**What the exercise asks:** Count every line in the following entries that holds the word "cumulus". Only the number should be given.

**Records for the exercise:**
--- START ---

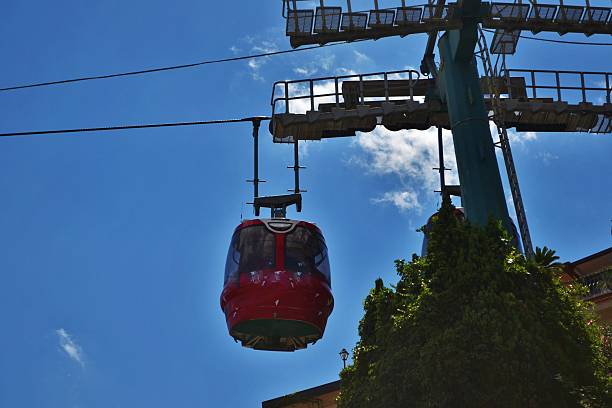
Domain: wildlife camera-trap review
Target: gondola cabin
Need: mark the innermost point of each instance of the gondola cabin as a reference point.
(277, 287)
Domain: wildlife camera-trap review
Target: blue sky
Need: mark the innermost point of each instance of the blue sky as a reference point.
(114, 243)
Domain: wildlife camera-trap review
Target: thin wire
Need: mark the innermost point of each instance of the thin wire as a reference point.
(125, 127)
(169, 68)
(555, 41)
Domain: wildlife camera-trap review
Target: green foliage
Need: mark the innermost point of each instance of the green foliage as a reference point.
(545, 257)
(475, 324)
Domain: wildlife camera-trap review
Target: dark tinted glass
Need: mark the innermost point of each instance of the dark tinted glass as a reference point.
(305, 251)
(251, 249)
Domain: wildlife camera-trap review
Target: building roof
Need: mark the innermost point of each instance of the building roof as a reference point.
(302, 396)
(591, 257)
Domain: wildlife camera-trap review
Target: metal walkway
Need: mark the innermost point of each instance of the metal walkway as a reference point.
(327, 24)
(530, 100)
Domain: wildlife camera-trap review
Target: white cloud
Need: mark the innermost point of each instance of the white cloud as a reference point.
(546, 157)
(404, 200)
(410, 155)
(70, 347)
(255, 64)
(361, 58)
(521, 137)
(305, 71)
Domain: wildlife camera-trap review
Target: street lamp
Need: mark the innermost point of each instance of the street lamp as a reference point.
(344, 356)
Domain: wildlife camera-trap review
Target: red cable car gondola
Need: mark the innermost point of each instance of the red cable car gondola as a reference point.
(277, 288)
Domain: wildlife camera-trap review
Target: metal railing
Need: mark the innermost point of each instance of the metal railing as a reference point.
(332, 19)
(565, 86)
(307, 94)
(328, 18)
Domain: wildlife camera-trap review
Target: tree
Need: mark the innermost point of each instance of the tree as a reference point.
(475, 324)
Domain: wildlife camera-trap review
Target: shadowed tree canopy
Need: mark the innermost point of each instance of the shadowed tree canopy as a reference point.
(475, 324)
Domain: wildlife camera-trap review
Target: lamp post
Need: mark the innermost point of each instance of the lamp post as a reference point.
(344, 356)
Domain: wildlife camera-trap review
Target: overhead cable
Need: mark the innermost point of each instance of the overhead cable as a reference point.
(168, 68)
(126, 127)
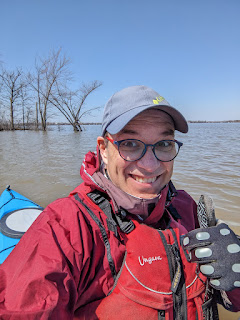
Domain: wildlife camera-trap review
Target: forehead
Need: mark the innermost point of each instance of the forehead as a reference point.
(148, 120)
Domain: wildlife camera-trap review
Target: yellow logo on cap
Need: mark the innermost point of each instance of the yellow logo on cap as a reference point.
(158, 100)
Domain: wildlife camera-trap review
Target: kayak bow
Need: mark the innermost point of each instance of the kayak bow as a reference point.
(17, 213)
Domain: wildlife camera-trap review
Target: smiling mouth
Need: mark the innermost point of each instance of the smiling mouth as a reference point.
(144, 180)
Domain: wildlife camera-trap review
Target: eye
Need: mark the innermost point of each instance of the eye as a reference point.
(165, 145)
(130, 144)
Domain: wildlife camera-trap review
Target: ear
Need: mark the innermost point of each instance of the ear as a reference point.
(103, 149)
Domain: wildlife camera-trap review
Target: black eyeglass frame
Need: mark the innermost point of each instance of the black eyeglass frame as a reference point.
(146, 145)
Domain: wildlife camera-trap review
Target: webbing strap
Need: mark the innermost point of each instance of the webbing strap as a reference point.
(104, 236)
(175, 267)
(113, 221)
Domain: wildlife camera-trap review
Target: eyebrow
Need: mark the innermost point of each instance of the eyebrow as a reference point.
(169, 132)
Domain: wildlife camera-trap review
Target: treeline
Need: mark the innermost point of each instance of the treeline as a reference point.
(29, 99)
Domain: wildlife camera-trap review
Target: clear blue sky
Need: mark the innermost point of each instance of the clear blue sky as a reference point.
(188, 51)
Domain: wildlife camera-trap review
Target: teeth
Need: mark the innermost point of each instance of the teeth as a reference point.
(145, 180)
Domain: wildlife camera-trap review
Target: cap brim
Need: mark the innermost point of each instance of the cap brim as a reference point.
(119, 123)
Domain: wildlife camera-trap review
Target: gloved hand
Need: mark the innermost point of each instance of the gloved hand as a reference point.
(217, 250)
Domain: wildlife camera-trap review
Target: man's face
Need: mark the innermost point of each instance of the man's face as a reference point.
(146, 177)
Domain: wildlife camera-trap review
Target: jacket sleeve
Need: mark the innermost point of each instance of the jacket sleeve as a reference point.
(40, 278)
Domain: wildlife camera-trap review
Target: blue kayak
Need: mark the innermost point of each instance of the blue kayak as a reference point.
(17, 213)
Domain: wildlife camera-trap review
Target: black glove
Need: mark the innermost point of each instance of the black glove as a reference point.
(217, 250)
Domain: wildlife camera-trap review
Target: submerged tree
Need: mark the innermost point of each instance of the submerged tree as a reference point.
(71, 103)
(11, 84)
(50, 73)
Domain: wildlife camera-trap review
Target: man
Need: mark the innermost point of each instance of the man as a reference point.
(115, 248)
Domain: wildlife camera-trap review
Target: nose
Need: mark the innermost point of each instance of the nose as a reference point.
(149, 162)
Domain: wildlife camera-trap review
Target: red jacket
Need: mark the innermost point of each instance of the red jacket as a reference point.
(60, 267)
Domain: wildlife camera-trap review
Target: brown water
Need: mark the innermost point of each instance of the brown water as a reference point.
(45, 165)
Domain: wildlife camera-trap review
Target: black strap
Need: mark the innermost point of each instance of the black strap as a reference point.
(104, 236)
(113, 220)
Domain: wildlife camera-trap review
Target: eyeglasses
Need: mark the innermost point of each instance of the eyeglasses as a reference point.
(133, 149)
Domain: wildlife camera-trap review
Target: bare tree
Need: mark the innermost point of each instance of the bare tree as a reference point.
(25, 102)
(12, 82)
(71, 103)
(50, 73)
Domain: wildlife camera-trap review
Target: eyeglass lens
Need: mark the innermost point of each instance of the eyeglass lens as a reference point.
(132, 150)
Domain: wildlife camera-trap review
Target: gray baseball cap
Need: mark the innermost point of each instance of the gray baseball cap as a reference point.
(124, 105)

--- END ---
--- START ---

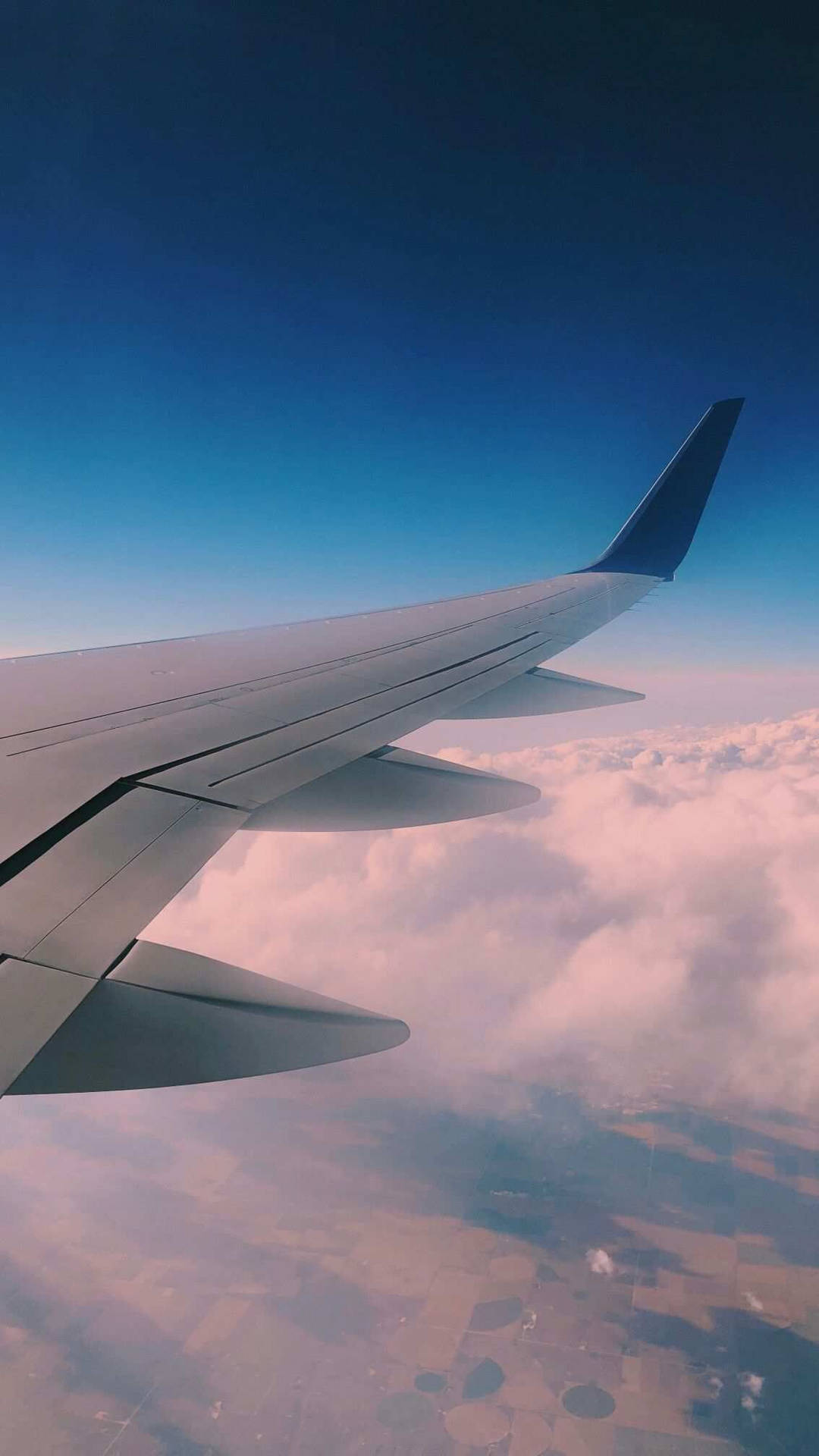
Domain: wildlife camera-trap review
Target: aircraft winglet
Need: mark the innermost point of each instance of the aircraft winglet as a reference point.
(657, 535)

--- END ---
--- START ---

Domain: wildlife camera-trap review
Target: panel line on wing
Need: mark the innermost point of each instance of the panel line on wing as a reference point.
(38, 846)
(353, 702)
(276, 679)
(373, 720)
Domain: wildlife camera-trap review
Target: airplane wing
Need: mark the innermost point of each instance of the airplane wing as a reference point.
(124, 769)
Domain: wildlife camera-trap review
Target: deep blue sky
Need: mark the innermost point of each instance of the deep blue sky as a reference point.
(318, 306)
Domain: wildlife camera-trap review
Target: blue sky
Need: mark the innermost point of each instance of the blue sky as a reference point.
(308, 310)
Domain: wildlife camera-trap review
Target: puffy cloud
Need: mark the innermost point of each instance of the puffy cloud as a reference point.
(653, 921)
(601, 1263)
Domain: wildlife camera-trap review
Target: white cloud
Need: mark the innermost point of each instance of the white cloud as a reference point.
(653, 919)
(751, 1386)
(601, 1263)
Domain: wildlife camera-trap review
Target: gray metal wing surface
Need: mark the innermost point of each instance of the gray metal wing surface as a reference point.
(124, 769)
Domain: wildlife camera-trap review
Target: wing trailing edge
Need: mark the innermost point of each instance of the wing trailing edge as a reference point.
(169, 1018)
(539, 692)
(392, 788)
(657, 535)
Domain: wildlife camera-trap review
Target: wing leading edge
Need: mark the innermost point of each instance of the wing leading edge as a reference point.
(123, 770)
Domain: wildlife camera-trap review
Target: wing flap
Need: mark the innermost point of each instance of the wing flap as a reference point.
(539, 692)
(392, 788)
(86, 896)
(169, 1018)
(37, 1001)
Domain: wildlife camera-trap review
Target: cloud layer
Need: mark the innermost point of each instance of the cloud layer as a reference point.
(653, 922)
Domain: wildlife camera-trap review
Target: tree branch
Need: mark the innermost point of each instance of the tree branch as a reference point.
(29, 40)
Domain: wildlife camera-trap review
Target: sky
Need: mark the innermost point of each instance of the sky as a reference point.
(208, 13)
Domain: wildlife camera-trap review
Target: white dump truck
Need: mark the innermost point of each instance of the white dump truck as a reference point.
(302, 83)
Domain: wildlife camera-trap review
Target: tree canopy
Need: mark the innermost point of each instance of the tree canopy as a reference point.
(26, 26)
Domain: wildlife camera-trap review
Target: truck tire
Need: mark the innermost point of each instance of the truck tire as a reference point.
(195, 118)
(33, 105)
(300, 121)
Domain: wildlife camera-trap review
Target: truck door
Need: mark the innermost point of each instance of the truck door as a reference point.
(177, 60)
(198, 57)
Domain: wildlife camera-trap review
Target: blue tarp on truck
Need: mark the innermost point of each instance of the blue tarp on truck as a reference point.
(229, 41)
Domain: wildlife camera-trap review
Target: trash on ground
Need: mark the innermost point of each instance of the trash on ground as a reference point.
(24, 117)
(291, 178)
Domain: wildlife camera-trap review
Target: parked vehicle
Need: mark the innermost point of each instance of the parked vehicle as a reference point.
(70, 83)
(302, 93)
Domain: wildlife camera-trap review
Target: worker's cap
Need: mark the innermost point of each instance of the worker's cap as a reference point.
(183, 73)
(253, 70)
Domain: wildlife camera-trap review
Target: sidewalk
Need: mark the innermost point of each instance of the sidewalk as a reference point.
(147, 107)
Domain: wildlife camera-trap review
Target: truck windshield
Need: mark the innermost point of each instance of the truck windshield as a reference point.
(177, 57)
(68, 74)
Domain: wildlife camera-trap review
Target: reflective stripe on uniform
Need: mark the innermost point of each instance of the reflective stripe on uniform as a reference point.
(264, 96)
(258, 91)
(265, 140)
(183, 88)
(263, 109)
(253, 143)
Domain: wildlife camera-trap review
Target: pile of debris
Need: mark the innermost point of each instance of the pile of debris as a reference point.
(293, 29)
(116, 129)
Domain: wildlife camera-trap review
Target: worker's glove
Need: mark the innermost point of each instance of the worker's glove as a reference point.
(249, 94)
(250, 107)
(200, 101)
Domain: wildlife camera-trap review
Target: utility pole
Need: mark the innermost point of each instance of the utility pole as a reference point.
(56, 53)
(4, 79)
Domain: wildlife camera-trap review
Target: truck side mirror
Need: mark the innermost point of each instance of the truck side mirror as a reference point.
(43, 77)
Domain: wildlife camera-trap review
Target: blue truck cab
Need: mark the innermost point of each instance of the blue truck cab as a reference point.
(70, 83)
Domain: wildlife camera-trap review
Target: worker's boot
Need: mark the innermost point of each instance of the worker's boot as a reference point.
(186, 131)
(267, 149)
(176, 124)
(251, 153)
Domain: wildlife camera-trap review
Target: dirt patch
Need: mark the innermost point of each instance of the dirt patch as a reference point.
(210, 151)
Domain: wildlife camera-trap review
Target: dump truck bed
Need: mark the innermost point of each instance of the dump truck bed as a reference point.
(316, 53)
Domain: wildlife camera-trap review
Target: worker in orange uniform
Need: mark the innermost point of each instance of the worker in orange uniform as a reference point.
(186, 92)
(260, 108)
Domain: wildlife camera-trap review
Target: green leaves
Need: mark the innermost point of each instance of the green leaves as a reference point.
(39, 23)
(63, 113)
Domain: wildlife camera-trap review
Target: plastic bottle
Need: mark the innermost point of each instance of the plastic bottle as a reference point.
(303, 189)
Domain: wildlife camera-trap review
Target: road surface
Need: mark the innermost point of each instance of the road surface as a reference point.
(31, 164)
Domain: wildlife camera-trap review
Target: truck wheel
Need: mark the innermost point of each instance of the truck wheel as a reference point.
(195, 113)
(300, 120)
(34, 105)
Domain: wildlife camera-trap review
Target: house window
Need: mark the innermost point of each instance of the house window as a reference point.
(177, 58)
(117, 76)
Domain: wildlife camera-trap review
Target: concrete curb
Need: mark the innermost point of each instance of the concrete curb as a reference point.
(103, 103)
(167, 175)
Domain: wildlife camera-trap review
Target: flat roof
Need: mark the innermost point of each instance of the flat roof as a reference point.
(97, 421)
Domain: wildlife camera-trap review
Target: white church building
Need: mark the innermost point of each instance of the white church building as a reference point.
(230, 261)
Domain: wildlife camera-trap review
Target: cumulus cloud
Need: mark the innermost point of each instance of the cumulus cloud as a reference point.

--- END ---

**Output:** 2